_PROVIDED PASSAGE_.
--- Start ---
What Advances Do GRPO, DAPO, GSPO, and SAPO Bring Over PPO?

Background and Progression

Following Direct Policy Optimization (DPO), the common development path for large‑model reinforcement learning proceeds through GRPO → DAPO → GSPO → SAPO. With the theoretical foundation of PPO already established, extending these methods becomes considerably easier.

1. Improvements of GRPO over PPO

GRPO defines a new optimization objective that differs from PPO’s standard objective (the exact formula is omitted here). It adopts group sampling and a rule‑based reward function, allowing the training to load only two models—the actor and a reference model—thereby reducing GPU memory consumption for large models. The coverage of good and bad samples depends on the rollout process; with sufficient rollout samples, most cases can be covered.

Because data organization for broad case coverage is cheaper than in DPO, GRPO has become popular. However, the rollout stage remains the most time‑consuming part of training.

2. Improvements of DAPO over GRPO

DAPO introduces several concrete enhancements:

Normalization coefficient (Token‑Level Policy Gradient Loss) : Uses a global token coefficient for normalization, stabilizing gradients when group members have widely varying response lengths.

Asymmetric clipping (Clip‑Higher) : Provides finer control over policy updates.

Dynamic Sampling : Discards samples whose reward is 0 or 1 after sampling. When all samples in a group share the same reward, the advantage becomes zero, yielding no gradient update. Early training often sees all‑zero rewards, while later stages see all‑one rewards; discarding these improves rollout efficiency.
--- End ---
_ITEMS_.
--- Start ---
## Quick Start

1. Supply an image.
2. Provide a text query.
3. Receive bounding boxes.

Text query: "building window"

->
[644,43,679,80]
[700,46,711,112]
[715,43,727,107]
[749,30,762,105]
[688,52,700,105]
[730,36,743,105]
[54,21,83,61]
--- End ---
_DIRECTIVE 1_.
Answer these questions from the passage on GRPO, DAPO, GSPO, and SAPO:
(a) Which two models does GRPO load during training?
(b) Which part of training remains the most time-consuming under GRPO?
(c) What does DAPO's Dynamic Sampling discard after sampling?
_DIRECTIVE 2_. Write out the section of the passage on GRPO, DAPO, GSPO, and SAPO starting with "What Advances Do" and going on through "becomes considerably easier.", switching each "PPO" to "Proximal Policy Optimization".
_DIRECTIVE 3_. Pick up the passage on GRPO, DAPO, GSPO, and SAPO after its last sentence and continue it.

_EXERCISE OUTPUT 1_.
(a) The actor and a reference model.
(b) The rollout stage.
(c) Samples whose reward is 0 or 1.

_EXERCISE OUTPUT 2_.
What Advances Do GRPO, DAPO, GSPO, and SAPO Bring Over Proximal Policy Optimization?

Background and Progression

Following Direct Policy Optimization (DPO), the common development path for large‑model reinforcement learning proceeds through GRPO → DAPO → GSPO → SAPO. With the theoretical foundation of Proximal Policy Optimization already established, extending these methods becomes considerably easier.

_EXERCISE OUTPUT 3_.
Overlong Reward Shaping : Adds a soft penalty for overly long outputs that produce zero reward, encouraging shorter, more effective generations.

3. Improvements of GSPO over GRPO

GSPO’s objective modifies the importance‑sampling coefficient: instead of using per‑token probabilities, it employs the probability of the entire sentence, which is especially beneficial for MoE models during RL training.

Because token‑level probabilities may differ between the rollout engine and the model engine, GSPO introduces a Routing Reply mechanism to ensure consistent routing decisions across both engines.

4. Improvements of SAPO over GRPO and GSPO

SAPO replaces the hard clipping operation with a soft‑control approach, offering:

Token‑level soft trust regions for finer control.

Asymmetric temperature design, applying different operations to positive and negative tokens.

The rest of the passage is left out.